SET TASKS >>
A – Answer these from the Mantella profile:
(i) From which university did Mantella graduate, and in what field was his degree?
(ii) In what did Georgia lead the nation in 2010, according to Mantella?
(iii) What was Mantella's first job out of college?
B – Carry on the Mantella profile from the point where it stops.
* Begin TEXT PROVIDED *
Power Players: Growing Georgia's Technology
Tino Mantella’s career has taken him from parks and “rec” to high tech. The Cortland, N.Y., native thought he’d coach or work in athletics when he graduated from Temple University in Philadelphia with a degree in Urban Recreation.
Instead, Mantella is president of the Technology Association of Georgia (TAG), a nonprofit trade association whose mission is to promote growth of technology industries in the state. TAG combines networking and advocacy to achieve one desired outcome – growing Georgia’s technology industry.
“We’re evolving,” says Mantella. “If you asked people five years ago what TAG did, they would have said, ‘networking.’ But that’s not enough now. We want our measure five years from now to be the growth of the technology community. Have we grown more companies? Have we created more jobs, more opportunities for people? Have we promoted Georgia across the nation and around the world as a leading state for technology?
“Networking is more a connection goal. The other, promoting the growth of Georgia’s technology industry, is more an economic development goal. We believe that technology is the key industry for leading us out of the recession.”
Mantella’s current soapbox is changing Georgia’s business narrative. He makes the point that for decades, people thought peanuts, pecans, peaches and pines when they thought of business in Georgia. “And that’s great,” he says, “We know those industries, agriculture, are valuable. We’re No. 1 in all of them. But if you’re looking at the future and what’s happening with technology, we have an opportunity to be one of the leading states in that field. Most people don’t know that Georgia led the nation in business startups in 2010.”
He points to Hartsfield-Jackson Atlanta Interna-tional Airport, the port of Savannah, state universities and colleges filled with strong technology programs, a relatively low cost of living and a generally business-friendly legislature as just a few elements positioning Georgia to handle tech industry growth.
“Another thing about Georgia is that we have a nice, balanced [technology] offering,” he adds. “It’s not just one type of technology like biotech.”
Talking technology growth is a far cry from Mantella’s first job out of college, as parks and recreation manager for the city of Harrisburg, Pa. After a couple years, Mantella returned to the Philadelphia area, managing a recreation department for a municipality outside the city. He says he’s never seen the TV show Parks and Recreation but has some stories he could tell.
* End TEXT PROVIDED *
* Begin INFORMATION SHOWN *
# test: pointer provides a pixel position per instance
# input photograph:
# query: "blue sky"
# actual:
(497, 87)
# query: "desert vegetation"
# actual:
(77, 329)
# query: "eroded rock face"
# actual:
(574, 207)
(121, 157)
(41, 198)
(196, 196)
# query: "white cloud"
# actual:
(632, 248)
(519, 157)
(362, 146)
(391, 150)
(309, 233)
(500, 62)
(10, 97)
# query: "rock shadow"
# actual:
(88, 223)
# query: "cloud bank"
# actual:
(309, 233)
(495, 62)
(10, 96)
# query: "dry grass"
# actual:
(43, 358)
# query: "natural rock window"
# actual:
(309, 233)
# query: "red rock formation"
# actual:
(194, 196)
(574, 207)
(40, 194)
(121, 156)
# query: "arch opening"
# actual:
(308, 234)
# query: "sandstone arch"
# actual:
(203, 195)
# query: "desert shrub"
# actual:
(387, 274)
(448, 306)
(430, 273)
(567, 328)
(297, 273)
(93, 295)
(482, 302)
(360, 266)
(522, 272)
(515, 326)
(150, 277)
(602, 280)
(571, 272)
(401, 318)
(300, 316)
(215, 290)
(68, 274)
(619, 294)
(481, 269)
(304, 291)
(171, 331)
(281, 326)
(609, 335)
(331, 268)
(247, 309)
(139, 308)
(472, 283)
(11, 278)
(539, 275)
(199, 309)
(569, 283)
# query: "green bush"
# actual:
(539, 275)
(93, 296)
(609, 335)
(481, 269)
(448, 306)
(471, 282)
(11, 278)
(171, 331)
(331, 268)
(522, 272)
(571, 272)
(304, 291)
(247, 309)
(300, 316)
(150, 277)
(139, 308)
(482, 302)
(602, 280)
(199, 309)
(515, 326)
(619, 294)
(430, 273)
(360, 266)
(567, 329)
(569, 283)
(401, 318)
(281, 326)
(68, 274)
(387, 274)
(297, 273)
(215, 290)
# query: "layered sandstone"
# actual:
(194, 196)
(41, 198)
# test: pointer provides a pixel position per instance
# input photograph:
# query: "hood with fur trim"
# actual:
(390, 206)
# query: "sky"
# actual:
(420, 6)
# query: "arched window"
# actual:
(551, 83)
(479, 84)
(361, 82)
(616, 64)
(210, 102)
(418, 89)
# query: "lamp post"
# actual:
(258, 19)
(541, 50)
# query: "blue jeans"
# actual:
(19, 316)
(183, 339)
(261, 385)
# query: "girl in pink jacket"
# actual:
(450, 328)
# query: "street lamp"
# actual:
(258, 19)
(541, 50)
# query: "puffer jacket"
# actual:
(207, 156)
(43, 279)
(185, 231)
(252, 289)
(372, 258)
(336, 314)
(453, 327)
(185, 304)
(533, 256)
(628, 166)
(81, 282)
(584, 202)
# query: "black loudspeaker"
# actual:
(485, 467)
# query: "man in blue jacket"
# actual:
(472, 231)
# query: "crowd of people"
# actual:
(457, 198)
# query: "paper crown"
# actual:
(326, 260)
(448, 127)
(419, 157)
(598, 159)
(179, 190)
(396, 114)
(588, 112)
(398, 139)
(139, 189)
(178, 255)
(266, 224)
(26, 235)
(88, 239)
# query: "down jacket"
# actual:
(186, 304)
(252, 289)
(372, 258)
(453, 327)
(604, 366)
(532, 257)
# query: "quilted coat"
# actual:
* End INFORMATION SHOWN *
THE REPLIES >>
A –
(i) Temple University in Philadelphia, with a degree in Urban Recreation.
(ii) Business startups.
(iii) Parks and recreation manager for the city of Harrisburg, Pa.

B –
He made the shift to nonprofit work when he began a 20-year stint with the YMCA, finally taking the director’s job at the YMCA of Chicago, “the largest Y in the world,” he says.
“We had 35 branches, 100,000 participants, 4,500 employees; I loved it.” From there he moved south to become CEO of the Arth-ritis Foundation, at the national headquarters in Atlanta. In 2004, TAG came calling and Mantella made another nonprofit shift.
“It was an interesting career trajectory,” he says. “I experienced lots of different things, but the skill set of being a nonprofit leader transfers to other industries. The basic tenets are the same: understanding strategy, surrounding yourself with people who know the market and knowing how to work with people.”
Mantella has high hopes for the technology industry in Georgia. “It’s good to have an effort to recruit companies into the state,” he says. “But we’re just as bullish on having the state and public/private organizations focus on companies here.
“We promoted programs like the 2010 Angel Investor Tax Credit Bill, providing a deferred tax credit for private investors of high-tech startups, and an economic gardening program in Savannah designed to assist companies with 10 employees or fewer, as practical boosts to burgeoning tech businesses.
“How do you help those companies that want to grow?” asks Mantella. “We help them with market intelligence, staffing assessment and strategic planning. The more we can do to keep our companies here and have opportunities – whether it’s for training, benefits or growth – that’s what we’re looking to provide”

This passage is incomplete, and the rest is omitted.